Este sucesso é o inverso do que ocorre com as lojas físicas dos centros comerciais, cujo movimento míngua sob a força das encomendas no meio digital.

A Macy’s do centro de Chicago, loja de departamentos com 160 anos de história e que já foi sinônimo de sofisticação com sua cúpula art nouveau criada por Louis Tiffany (filho do renomado joalheiro), ganhou ares de decadência com corredores vazios e carpete roto.

Relatório da Price Waterhouse Coopers de 2017 apontou que 28% dos consumidores do  mundo fazem menos compras em lojas físicas por causa da Amazon, seduzidos pelo preço mais competitivo e pela conveniência de receber tudo em casa.

Nos EUA, este percentual é de 37%, seguido pelo Japão e, em terceiro lugar, pelo Brasil (35%), país em que mais consumidores declaram terem deixado de ir a quaisquer lojas físicas (6%).

Ainda que o varejo de rua brasileiro não tenha sentido na mesma intensidade o peso dessa mudança, ela aponta uma tendência que pode ter desdobramentos mais severos num futuro não tão distante.

O consumo digital tem avançado com força nos setores da moda, saúde e beleza, que hoje compõem boa parte das lojas de shoppings e centros comerciais brasileiros. Outro estudo da PWC, de 2018, indica que estes são os produtos cujo consumo digital mais cresceu nos últimos quatro anos no país.

Com a compra pela Amazon da rede de supermercados de luxo norte-americana, Whole Foods, hoje é virtualmente possível viver nos EUA sem ir ao supermercado: leite, verduras e carnes são entregues em embalagens refrigeradas.

Que tipo de loja física vai sobreviver a esta avalanche digital? Qual o impacto dessa mudança de comportamento no planejamento urbano, na circulação de pessoas e na micro sociabilização que sair de casa para fazer compras hoje propicia?

*Requisito 1*. Por favor, duplique o trecho do texto sobre o comércio digital começando em "Ainda que o" e seguindo até "anos no país.".
*Requisito 2*. De acordo com o texto sobre o comércio digital, que percentual dos consumidores do mundo faz menos compras em lojas físicas por causa da Amazon, segundo o relatório de 2017 da Price Waterhouse Coopers?
Os dados abaixo não têm relação com o texto sobre o comércio digital.

*Informações extraídas*.
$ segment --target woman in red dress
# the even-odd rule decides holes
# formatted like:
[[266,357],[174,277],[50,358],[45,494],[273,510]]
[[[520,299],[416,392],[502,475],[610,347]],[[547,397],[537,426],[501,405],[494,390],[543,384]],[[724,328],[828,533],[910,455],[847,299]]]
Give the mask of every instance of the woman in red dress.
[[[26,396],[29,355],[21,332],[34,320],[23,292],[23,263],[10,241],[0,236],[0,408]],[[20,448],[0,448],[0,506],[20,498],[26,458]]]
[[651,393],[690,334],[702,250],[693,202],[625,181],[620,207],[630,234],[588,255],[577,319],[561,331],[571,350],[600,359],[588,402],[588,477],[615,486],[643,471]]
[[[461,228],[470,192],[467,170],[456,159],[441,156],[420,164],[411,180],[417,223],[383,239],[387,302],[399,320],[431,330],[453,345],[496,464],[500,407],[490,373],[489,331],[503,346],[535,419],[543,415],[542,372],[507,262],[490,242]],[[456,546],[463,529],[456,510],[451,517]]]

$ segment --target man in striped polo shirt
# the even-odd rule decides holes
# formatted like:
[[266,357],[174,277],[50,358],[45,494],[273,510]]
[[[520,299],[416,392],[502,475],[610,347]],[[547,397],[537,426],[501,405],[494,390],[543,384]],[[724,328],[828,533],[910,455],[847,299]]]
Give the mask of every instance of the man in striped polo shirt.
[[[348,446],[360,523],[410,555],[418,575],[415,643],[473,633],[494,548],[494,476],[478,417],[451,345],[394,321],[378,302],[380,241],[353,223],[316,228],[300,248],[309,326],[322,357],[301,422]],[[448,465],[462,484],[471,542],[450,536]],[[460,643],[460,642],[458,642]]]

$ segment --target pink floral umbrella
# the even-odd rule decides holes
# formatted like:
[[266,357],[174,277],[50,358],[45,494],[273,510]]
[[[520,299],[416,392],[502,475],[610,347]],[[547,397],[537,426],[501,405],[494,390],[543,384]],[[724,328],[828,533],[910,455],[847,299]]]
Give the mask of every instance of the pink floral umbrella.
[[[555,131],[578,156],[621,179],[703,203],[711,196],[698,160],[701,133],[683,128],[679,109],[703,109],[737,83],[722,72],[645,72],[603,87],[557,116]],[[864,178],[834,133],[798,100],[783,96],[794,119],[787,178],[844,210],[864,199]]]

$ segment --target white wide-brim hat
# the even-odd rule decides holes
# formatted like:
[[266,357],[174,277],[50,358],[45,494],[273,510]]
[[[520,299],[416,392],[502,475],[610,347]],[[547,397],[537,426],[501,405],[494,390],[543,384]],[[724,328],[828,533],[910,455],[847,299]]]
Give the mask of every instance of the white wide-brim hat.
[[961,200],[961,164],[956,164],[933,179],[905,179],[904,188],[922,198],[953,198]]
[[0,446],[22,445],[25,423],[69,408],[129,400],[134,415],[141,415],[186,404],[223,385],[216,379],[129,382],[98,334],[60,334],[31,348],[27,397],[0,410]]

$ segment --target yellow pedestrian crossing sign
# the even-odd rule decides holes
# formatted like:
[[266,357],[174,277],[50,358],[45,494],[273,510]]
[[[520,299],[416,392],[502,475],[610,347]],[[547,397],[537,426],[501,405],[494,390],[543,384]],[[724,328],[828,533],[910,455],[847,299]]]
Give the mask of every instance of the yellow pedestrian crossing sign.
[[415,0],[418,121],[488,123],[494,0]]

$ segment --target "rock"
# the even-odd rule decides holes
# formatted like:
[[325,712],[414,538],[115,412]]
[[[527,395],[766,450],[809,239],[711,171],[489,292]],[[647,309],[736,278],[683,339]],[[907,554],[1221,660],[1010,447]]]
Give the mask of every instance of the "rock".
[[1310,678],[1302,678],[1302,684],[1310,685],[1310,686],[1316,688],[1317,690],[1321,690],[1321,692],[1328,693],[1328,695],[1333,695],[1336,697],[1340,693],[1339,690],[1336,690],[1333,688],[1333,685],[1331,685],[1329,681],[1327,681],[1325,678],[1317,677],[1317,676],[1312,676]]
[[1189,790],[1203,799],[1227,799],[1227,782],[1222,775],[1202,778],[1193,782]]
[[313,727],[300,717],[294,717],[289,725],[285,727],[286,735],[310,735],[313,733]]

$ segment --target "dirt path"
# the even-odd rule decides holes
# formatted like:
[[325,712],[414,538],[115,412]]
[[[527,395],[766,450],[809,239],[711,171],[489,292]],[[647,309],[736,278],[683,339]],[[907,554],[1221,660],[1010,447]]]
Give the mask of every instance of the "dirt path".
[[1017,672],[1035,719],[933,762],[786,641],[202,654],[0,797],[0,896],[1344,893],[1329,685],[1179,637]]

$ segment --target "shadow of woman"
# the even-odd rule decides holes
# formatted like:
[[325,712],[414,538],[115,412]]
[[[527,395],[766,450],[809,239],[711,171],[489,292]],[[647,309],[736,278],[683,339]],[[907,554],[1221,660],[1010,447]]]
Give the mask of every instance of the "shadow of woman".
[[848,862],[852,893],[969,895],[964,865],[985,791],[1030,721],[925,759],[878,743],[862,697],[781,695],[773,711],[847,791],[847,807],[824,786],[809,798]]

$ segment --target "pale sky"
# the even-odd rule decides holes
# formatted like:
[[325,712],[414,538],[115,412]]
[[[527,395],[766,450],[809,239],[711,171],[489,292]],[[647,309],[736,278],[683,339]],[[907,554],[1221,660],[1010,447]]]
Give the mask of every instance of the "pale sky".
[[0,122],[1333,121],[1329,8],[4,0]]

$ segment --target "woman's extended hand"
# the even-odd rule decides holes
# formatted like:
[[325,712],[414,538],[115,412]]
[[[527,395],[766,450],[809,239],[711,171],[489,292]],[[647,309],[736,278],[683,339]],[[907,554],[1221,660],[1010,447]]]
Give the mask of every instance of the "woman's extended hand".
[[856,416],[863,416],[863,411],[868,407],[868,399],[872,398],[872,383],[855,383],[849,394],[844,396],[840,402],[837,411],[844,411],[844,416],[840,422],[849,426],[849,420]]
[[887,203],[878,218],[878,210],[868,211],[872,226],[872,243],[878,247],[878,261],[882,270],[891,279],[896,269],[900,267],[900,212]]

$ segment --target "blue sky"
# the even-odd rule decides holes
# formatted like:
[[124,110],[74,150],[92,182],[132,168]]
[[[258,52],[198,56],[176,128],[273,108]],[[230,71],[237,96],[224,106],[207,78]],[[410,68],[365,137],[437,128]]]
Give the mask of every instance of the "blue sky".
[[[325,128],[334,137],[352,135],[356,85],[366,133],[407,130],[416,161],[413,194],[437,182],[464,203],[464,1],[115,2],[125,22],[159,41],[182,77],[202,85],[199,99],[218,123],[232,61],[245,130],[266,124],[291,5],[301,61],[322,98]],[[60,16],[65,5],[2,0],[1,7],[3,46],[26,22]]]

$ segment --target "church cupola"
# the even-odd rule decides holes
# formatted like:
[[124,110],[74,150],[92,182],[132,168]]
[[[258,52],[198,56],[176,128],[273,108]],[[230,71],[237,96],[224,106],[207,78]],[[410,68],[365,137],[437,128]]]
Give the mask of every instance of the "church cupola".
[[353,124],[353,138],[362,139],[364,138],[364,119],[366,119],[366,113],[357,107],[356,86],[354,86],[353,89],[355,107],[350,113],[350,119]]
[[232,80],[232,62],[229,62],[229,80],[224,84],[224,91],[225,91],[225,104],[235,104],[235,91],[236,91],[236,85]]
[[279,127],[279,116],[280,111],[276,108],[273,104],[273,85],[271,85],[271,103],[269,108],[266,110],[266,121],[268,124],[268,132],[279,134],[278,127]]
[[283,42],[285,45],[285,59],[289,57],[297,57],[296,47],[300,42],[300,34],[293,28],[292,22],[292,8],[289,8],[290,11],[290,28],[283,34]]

*Resultado do exercício 1*.
Ainda que o varejo de rua brasileiro não tenha sentido na mesma intensidade o peso dessa mudança, ela aponta uma tendência que pode ter desdobramentos mais severos num futuro não tão distante.

O consumo digital tem avançado com força nos setores da moda, saúde e beleza, que hoje compõem boa parte das lojas de shoppings e centros comerciais brasileiros. Outro estudo da PWC, de 2018, indica que estes são os produtos cujo consumo digital mais cresceu nos últimos quatro anos no país.

*Resultado do exercício 2*. 28% dos consumidores do mundo.